EXCERPTED PASSAGE:
——————————

After a sexual assault or rape, victims are often subjected to scrutiny and, in some cases, mistreatment. Victims undergo medical examinations and are interviewed by police. If there is a criminal trial, victims suffer a loss of privacy and their credibility may be challenged. Victims may also become the target of slut-shaming, abuse, social stigmatization, sexual slurs and cyberbullying.

Various laws have been created with a motive to protect victims. During criminal proceedings, publication bans and rape shield laws protect victims from excessive public scrutiny. Laws may also prohibit defence lawyers from obtaining a victim's medical, psychiatric or therapeutic records. Statutory rape laws set the age of legal consent for sexual activity and prohibits perpetrators from alleging the victim consented to the activity. Victims in some jurisdictions can seek damages from police and institutions if warnings were not issued. Numerous victims' rights groups operate to improve the treatment of victims.

——————————

ACTIVITY LIST:
A – Decide whether each statement agrees with the passage on sexual assault victims. Answer yes or no for each, and quote the deciding words of the passage.
(i) Police interview victims, and victims undergo medical examinations.
(ii) Publication bans protect victims only after a criminal trial has ended.
(iii) Victims in every jurisdiction can seek damages from police when warnings were not issued.
B – Please write a continuation of the passage on sexual assault victims, starting after its final sentence.

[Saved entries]
——————————

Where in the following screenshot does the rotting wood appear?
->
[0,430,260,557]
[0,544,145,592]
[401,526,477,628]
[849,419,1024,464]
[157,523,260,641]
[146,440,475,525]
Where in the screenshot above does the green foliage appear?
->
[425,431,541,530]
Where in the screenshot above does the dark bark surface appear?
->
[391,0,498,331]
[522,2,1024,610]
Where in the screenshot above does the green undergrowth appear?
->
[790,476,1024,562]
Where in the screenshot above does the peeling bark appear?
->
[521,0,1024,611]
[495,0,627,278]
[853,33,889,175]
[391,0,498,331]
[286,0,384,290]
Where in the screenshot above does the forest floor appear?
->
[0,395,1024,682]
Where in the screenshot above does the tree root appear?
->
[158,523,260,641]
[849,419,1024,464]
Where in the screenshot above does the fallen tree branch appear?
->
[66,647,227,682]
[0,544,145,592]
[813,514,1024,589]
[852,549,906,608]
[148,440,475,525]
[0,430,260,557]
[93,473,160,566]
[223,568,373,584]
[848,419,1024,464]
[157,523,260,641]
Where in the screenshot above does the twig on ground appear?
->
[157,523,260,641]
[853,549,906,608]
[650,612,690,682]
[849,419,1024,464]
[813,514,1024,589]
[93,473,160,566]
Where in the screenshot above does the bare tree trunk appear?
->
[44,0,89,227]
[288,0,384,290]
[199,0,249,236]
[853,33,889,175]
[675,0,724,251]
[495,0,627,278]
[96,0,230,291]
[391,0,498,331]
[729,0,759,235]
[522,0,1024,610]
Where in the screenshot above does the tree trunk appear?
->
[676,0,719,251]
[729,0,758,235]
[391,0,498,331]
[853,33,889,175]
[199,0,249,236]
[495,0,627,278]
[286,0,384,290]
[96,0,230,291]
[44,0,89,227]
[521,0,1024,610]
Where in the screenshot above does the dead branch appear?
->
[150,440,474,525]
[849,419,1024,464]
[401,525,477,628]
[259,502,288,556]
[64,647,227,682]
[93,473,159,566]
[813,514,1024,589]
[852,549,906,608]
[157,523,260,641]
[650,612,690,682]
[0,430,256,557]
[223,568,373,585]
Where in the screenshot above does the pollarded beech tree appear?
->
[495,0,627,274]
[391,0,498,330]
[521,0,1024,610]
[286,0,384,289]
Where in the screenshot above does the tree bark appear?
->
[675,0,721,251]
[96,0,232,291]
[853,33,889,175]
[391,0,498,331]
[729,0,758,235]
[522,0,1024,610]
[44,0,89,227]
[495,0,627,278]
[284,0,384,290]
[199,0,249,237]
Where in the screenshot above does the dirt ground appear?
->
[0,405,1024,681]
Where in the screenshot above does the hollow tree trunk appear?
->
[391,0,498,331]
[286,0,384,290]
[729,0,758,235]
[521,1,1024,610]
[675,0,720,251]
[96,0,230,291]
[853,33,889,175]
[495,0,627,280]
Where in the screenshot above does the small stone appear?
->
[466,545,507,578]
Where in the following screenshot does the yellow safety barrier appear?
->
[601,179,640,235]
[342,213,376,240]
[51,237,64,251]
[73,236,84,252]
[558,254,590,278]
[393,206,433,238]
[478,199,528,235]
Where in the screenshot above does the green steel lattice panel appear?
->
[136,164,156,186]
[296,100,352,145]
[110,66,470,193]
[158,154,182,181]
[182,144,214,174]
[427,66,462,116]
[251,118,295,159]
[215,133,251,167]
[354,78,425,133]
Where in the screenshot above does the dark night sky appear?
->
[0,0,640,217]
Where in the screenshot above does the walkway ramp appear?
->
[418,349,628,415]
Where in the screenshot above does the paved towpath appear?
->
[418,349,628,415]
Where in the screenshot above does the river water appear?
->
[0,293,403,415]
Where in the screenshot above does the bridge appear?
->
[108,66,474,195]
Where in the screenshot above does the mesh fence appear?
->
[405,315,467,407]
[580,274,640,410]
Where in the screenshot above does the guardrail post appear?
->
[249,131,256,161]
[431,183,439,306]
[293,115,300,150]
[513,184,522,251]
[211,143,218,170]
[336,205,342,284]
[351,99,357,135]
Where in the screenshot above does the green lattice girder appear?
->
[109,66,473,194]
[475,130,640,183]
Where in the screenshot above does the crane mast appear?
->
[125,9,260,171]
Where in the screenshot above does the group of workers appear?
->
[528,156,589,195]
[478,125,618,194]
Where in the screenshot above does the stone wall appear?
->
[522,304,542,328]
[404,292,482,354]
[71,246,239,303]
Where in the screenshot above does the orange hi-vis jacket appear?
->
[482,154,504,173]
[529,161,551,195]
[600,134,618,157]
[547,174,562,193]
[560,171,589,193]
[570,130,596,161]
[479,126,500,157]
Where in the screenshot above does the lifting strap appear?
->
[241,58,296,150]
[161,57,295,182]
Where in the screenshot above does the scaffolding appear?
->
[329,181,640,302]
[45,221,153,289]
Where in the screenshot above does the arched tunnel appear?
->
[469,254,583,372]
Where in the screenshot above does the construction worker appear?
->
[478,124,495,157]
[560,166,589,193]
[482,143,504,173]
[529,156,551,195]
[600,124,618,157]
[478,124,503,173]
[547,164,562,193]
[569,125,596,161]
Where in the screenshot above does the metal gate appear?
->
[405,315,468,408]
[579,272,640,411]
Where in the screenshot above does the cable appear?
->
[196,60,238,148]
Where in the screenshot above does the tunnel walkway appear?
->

——————————

ANSWERS BELOW:
A –
(i) Yes: "Victims undergo medical examinations and are interviewed by police."
(ii) No: "During criminal proceedings, publication bans and rape shield laws protect victims from excessive public scrutiny."
(iii) No: "Victims in some jurisdictions can seek damages from police and institutions if warnings were not issued."

B –
Victims of sexual assault are often subjected to an invasive medical examination in order to collect and preserve evidence for future legal proceedings. The examination may include the collection of semen, blood, saliva and other bodily fluids by swabbing the victim's genitals, rectum, mouth and body surfaces. Examiners may also collect fingernail scrapings and pluck head and pubic hairs. If the facility has the means, and the victim consents, the examiner will also take photographs of genital injuries using a colposcope. A 'rape kit' contains the items used by medical personnel for gathering and preserving physical evidence.

Many "rape kits" are untested because they are never submitted to crime labs or because crime labs have insufficient resources to test all of the submitted kits. In the United States, national surveys of law enforcement agencies suggest there may be upwards of 200,000 untested rape kits.